→ **Questions**:
[1] Summarize the Led Zeppelin blog post below in two sentences.
[2] Return the passage of the Led Zeppelin blog post starting with "I fell a little" and going on through "Led Zeppelin IV.", copied word for word.

Tuesday, March 31, 2015

When The Levee Breaks

Last night, I hit the movie theater to check out Led Zeppelin on the big screen. This one night showing featured live footage that spanned the band's career, and while I've really been digging Zeppelin lately, this experience just made me appreciate them even more. The band were a powerhouse live...and seriously, when the shows starts off with that riff for Communication Breakdown, I wanted to be back in 1970 at that show...you could tell that those kids were on the verge of starting a mosh pit, and they just needed me as the spark to set it off. Damn...they were so raw and fierce...and when Immigrant Song starts I'm absolutely blown away by how heavy it is. If I'd heard this song as a kid, instead of focusing on the first two minutes of Stairway To Heaven, I may not have spent the majority of my life hating this band.

I fell a little behind in collecting the Super Deluxe editions for the new Led Zeppelin remasters, but I made a couple of big moves these past couple of months. First up is Led Zeppelin IV.

There are some mega-hits on this thing, and while some people would sit back and think, "Man, I never need to hear Stairway To Heaven again", I'm sitting here jamming the fuck out of these songs. I grew up hating these hit songs, but this new appreciation of the band has me hearing them with new ears, and it feels like I'm hearing them for the first time. As a side note, When The Levee Breaks may be my favorite Zeppelin song ever...at least right now it is. Damn, that song is absolutely crushing with it's heaviness.

The companion LP, with the negative image cover, looks cool, but the bonus songs are just all alternate mixes...and too be honest, I don't really get too deep into the weeds with these, and I hardly notice any difference to the ones on the regular album. Cool for what they are, and I'm sure some Zeppelin nerds get a kick out of them...me, I'd rather have some live shit instead.

→ **Information given**:
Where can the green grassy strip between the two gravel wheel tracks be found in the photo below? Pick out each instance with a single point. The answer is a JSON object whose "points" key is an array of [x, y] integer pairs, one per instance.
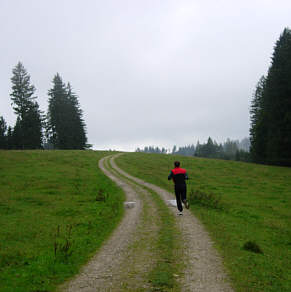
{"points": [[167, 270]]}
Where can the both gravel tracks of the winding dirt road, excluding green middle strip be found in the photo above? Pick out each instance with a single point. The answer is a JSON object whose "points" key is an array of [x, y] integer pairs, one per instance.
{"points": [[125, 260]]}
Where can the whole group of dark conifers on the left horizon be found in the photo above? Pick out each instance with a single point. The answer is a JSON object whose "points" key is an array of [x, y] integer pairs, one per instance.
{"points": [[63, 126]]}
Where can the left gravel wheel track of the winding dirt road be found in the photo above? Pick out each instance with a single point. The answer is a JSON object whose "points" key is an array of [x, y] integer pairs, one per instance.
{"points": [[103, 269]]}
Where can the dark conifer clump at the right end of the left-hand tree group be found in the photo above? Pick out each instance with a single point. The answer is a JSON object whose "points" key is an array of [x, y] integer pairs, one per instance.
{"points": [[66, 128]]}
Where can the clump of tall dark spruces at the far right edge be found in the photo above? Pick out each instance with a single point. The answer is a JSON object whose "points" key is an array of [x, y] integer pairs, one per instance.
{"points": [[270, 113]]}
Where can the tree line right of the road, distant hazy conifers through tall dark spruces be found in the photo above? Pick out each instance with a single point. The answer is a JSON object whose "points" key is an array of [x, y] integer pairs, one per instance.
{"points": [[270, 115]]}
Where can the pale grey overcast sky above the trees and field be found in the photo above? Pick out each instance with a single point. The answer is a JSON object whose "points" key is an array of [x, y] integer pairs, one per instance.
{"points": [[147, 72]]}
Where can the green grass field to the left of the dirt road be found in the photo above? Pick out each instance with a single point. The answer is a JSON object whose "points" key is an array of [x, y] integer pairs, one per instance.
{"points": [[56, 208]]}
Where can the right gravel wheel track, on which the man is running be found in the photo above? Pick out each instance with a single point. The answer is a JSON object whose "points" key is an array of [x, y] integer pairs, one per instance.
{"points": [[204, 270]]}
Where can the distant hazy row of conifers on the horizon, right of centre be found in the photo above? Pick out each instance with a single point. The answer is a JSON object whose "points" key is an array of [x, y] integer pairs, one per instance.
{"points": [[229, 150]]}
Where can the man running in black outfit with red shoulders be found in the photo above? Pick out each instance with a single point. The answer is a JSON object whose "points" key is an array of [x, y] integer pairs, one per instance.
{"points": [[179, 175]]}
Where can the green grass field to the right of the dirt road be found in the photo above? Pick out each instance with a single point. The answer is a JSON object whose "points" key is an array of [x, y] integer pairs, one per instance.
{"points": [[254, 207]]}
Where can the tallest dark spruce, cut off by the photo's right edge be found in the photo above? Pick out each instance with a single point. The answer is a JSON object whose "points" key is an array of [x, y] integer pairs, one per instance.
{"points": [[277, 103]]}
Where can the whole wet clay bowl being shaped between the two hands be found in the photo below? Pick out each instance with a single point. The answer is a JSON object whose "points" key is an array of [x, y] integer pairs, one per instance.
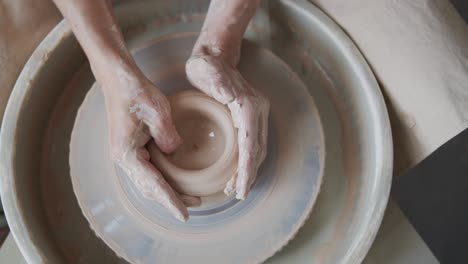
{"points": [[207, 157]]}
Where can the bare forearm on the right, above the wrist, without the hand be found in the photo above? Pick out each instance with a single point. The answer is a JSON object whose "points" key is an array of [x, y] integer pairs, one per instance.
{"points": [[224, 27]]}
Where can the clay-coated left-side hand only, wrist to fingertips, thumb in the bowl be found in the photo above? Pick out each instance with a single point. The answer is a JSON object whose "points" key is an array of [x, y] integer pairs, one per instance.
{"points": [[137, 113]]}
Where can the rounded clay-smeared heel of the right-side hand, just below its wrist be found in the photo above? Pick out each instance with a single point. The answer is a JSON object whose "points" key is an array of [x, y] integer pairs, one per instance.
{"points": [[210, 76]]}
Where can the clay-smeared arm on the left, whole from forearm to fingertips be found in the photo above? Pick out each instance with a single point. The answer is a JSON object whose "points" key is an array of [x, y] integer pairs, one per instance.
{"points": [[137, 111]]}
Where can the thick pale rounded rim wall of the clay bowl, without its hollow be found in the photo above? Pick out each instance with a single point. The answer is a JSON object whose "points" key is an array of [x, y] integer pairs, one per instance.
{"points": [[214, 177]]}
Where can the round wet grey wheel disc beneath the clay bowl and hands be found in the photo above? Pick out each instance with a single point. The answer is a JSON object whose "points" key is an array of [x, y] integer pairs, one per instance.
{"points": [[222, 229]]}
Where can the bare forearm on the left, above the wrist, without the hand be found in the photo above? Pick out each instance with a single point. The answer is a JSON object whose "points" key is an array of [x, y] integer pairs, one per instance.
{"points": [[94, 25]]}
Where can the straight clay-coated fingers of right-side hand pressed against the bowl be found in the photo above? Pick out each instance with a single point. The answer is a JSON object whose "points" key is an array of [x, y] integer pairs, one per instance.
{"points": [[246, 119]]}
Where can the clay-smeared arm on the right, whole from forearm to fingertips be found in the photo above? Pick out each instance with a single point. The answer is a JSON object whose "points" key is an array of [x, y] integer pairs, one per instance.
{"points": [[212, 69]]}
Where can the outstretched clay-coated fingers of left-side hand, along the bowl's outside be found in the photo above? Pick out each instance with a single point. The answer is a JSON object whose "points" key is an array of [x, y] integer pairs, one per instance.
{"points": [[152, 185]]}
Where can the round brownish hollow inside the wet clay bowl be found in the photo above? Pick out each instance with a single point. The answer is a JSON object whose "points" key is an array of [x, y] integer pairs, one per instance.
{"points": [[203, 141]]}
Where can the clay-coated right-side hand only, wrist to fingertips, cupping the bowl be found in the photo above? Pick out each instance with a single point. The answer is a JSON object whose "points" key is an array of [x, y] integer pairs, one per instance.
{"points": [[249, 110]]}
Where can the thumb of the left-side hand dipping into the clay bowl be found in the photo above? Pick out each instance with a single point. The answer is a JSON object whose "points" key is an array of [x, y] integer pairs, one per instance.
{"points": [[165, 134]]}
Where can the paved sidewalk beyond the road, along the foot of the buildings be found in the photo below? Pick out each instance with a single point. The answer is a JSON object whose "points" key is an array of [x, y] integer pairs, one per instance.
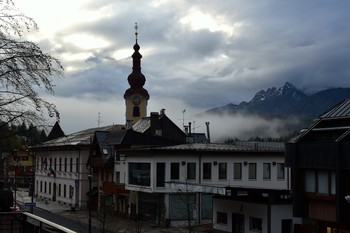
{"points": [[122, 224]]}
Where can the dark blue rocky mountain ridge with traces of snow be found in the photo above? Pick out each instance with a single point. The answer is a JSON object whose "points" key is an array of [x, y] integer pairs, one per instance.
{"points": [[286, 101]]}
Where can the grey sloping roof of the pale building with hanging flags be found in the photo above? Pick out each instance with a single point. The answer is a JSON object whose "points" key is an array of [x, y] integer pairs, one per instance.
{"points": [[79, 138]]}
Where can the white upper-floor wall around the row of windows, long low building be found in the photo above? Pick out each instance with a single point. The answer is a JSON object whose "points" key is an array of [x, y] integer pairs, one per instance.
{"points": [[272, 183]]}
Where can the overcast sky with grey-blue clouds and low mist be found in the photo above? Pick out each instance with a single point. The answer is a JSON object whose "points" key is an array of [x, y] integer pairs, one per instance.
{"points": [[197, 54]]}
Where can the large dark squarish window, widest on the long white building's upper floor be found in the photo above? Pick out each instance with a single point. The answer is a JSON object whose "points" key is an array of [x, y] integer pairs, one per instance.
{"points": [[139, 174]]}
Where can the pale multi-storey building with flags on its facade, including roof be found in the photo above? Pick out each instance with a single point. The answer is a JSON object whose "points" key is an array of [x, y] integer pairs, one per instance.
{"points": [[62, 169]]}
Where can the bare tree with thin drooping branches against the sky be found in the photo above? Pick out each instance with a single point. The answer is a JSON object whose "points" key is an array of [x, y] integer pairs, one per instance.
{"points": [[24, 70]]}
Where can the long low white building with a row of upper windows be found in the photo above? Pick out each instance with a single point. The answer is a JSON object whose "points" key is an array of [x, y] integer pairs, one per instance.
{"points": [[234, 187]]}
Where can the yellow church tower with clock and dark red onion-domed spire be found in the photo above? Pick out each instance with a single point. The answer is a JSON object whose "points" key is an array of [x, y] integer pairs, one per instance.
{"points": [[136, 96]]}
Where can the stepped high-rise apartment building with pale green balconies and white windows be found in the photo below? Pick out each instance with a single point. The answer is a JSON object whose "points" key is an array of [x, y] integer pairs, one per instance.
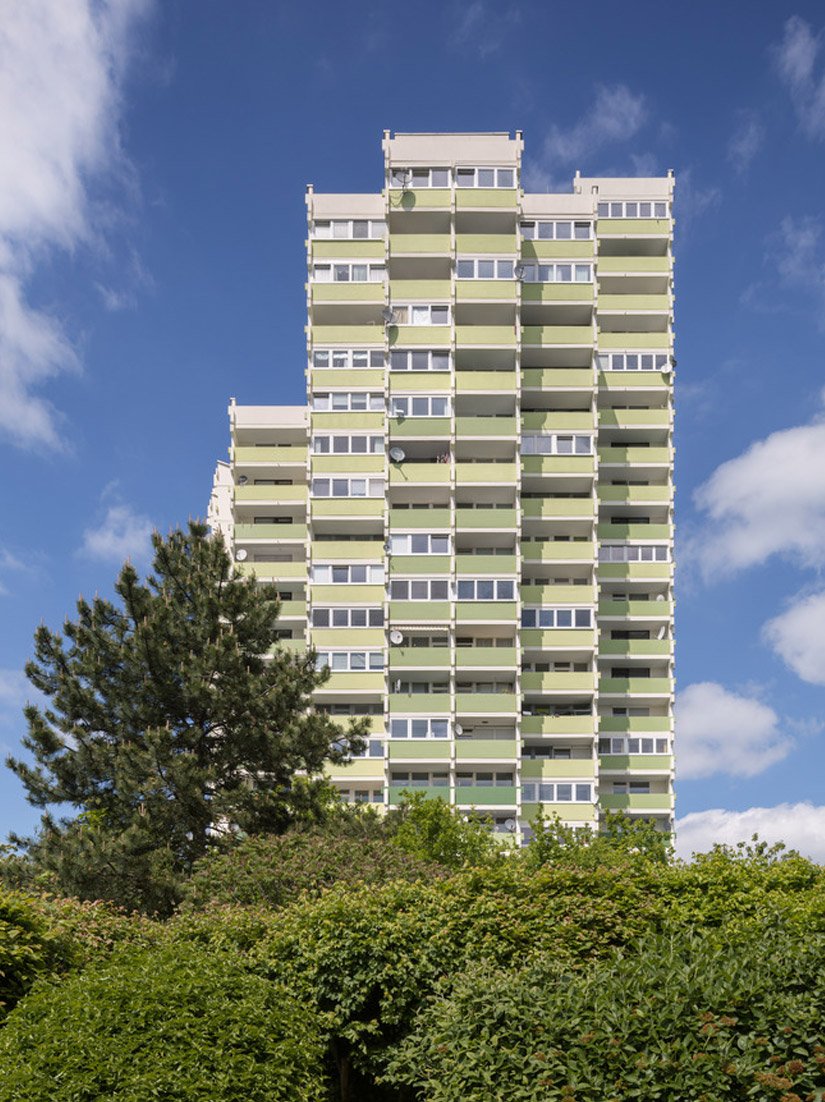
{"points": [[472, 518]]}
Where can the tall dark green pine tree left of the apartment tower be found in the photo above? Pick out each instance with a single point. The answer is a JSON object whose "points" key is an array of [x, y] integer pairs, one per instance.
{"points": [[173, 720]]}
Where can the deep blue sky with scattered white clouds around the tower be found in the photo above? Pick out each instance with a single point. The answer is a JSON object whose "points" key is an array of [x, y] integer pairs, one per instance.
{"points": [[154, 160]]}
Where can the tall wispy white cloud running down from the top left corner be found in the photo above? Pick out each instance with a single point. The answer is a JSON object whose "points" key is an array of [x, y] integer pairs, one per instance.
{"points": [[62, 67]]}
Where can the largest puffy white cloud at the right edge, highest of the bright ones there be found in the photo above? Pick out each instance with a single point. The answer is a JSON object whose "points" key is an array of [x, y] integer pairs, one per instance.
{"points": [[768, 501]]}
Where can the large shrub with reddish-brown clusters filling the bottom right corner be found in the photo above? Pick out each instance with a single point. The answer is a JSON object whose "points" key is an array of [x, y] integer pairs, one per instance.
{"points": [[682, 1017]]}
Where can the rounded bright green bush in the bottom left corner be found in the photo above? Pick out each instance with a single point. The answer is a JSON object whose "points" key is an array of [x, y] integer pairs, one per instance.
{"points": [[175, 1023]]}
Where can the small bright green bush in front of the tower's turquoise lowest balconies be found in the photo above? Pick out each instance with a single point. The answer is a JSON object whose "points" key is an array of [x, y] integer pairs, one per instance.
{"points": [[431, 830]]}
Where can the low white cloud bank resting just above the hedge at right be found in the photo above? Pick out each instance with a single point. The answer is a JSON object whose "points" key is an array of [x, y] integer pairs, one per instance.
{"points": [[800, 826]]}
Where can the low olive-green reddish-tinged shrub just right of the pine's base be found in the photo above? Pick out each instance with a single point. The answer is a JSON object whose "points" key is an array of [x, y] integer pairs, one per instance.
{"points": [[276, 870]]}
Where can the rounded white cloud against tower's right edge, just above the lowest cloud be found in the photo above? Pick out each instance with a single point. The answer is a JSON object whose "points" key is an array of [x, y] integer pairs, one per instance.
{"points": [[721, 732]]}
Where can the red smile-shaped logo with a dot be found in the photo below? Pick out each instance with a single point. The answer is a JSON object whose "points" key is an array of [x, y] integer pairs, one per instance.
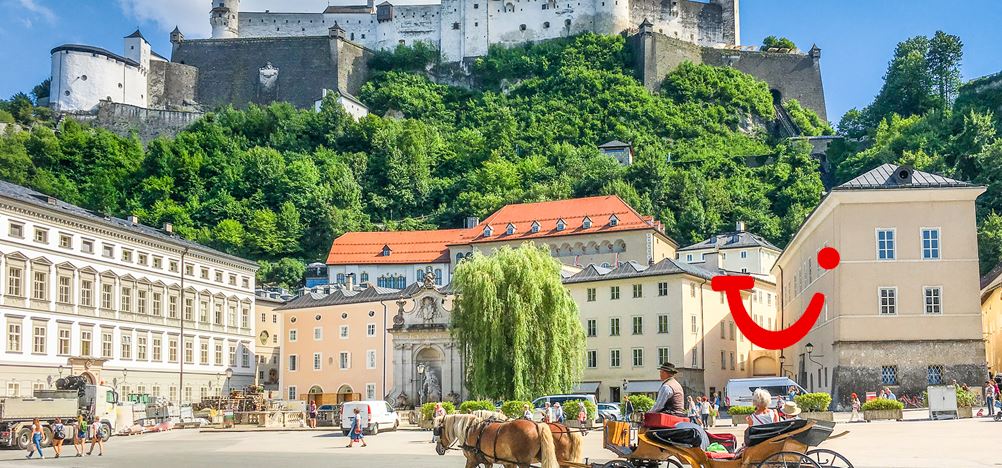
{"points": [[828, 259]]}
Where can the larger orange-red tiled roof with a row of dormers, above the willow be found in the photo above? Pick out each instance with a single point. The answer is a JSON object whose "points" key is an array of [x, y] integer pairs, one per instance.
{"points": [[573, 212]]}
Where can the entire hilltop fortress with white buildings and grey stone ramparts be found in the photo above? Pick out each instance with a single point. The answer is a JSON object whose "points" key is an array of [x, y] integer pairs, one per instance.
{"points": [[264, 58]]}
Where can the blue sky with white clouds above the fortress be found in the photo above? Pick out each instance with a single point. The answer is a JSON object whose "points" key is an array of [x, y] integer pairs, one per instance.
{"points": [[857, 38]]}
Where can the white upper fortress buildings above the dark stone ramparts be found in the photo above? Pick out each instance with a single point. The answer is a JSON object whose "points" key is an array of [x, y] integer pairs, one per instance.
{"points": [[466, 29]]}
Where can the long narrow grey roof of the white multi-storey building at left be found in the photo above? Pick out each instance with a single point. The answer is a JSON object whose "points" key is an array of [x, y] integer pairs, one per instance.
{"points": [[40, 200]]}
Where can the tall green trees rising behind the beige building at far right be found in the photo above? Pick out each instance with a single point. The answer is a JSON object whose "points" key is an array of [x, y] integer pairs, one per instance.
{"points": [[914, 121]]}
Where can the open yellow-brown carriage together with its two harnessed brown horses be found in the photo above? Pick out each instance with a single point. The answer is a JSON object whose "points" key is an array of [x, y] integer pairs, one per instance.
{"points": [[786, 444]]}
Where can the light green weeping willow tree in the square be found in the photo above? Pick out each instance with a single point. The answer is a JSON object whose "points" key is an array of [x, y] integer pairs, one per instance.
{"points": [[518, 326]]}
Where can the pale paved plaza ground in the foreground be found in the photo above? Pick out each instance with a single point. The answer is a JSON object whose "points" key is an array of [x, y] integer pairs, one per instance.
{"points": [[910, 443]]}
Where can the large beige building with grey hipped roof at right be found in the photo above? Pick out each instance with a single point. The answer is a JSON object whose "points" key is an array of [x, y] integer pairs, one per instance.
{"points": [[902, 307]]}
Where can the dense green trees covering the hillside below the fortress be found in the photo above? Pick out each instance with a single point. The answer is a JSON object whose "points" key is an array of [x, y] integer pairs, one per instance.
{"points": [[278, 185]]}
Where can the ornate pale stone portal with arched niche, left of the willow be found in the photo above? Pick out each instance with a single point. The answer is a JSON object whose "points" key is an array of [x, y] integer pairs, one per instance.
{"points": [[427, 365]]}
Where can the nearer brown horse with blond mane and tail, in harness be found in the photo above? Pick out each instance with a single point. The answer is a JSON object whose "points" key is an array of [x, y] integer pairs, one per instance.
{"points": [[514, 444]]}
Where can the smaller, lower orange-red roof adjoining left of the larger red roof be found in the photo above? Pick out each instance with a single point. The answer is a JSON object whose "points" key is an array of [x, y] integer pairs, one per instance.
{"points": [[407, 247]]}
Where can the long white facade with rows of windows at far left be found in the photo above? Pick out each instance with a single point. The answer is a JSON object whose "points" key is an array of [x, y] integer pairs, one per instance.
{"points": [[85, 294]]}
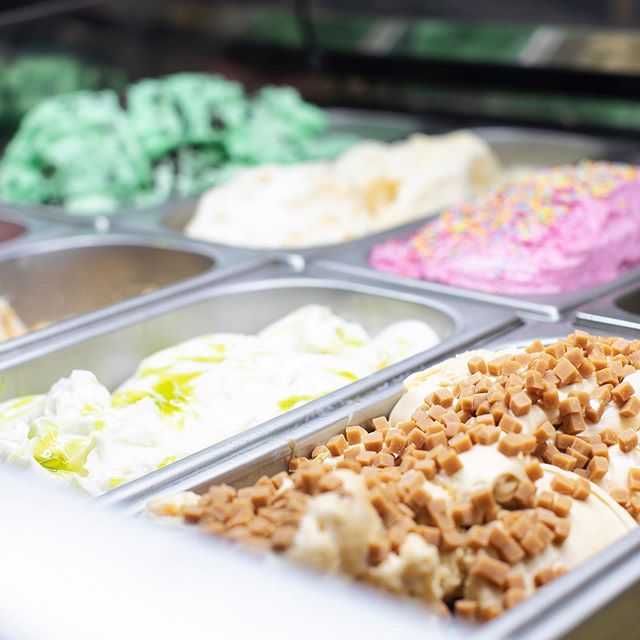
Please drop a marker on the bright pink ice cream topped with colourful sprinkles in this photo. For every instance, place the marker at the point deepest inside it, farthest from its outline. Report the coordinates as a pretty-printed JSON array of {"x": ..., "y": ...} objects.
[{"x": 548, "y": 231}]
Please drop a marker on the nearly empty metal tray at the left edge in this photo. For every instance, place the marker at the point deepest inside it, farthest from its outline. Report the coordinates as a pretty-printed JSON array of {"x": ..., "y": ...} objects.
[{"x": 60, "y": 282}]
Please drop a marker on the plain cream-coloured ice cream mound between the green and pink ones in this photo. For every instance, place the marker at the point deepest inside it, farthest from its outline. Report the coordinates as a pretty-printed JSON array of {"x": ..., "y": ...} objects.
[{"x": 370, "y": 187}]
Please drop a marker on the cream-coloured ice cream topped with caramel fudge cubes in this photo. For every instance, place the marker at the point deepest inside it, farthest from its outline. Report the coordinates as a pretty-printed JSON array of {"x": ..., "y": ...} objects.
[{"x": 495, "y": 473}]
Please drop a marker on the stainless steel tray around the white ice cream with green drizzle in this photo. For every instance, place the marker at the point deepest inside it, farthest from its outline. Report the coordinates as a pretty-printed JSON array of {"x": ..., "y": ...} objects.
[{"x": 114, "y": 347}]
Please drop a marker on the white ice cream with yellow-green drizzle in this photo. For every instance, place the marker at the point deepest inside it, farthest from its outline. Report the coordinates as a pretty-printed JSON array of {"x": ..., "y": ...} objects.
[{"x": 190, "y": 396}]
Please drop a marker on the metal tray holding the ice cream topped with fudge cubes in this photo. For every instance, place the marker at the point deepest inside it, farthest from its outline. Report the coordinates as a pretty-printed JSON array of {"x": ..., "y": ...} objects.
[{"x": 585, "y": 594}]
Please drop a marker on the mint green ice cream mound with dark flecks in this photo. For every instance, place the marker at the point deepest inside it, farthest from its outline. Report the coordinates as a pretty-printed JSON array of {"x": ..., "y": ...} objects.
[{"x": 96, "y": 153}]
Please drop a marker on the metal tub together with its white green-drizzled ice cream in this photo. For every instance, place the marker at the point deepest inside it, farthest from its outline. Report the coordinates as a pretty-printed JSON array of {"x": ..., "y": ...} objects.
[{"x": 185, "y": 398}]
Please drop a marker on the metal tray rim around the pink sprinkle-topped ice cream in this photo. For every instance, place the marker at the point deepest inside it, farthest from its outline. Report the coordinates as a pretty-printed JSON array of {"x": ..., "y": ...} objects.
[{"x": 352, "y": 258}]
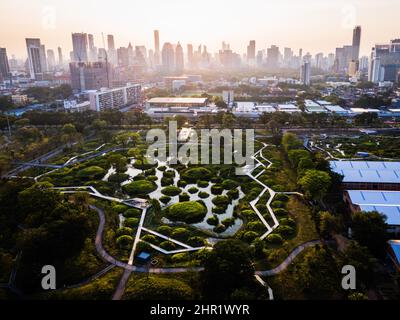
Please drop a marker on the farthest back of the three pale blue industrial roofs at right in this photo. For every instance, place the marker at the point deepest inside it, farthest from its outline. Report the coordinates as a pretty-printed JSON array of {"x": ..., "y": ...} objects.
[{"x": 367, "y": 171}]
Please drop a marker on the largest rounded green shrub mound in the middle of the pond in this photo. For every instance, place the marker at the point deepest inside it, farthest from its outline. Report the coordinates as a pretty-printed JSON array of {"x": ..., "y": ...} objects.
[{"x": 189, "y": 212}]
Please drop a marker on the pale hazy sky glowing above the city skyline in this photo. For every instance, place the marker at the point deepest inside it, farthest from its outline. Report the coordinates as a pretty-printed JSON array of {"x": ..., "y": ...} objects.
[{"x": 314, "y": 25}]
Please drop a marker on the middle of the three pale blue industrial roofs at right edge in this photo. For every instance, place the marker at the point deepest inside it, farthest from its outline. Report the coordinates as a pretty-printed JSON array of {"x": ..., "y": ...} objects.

→ **Solutions to the tasks**:
[1] The writer attended a one-night theater showing of live Led Zeppelin footage spanning the band's career and came away appreciating the band even more, especially its raw, heavy live sound. The writer also bought the Super Deluxe edition of Led Zeppelin IV, now enjoys its hit songs after growing up hating them, names When The Levee Breaks as a current favorite, and hardly notices any difference between the companion LP's alternate mixes and the regular album.

[2]
I fell a little behind in collecting the Super Deluxe editions for the new Led Zeppelin remasters, but I made a couple of big moves these past couple of months. First up is Led Zeppelin IV.